• Provided material:
####

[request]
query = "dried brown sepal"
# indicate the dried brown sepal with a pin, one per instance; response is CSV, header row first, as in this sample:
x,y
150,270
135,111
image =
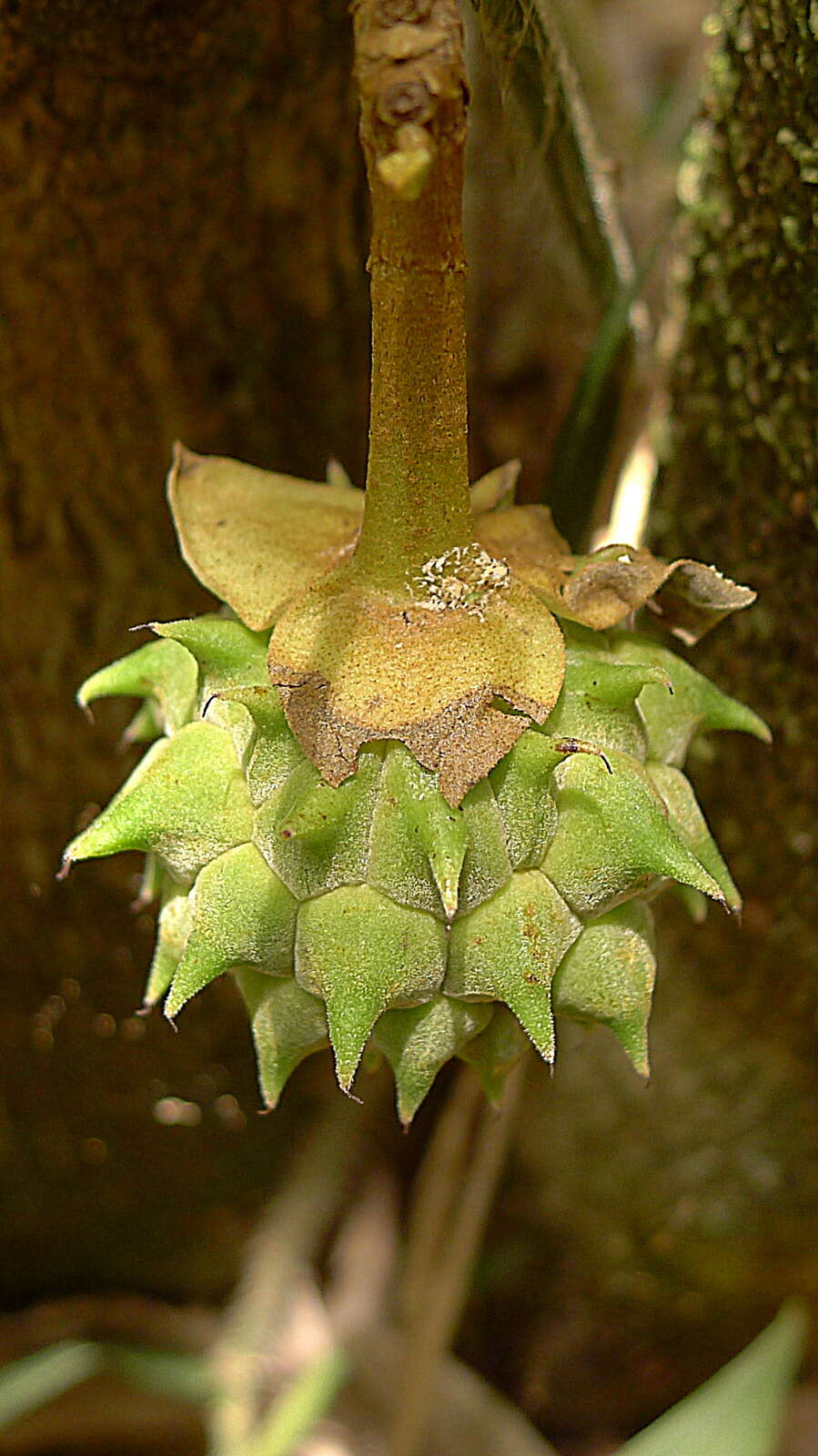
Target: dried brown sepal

####

• What you are asked to do:
Would you filter the records and copy out each line containing "sepal"?

• Worked solution:
query = "dried brown sepal"
# indicate the dried brown sepal with a pin, one per instance; response is CSV, header row first, as in this sample:
Target: dried brown sepal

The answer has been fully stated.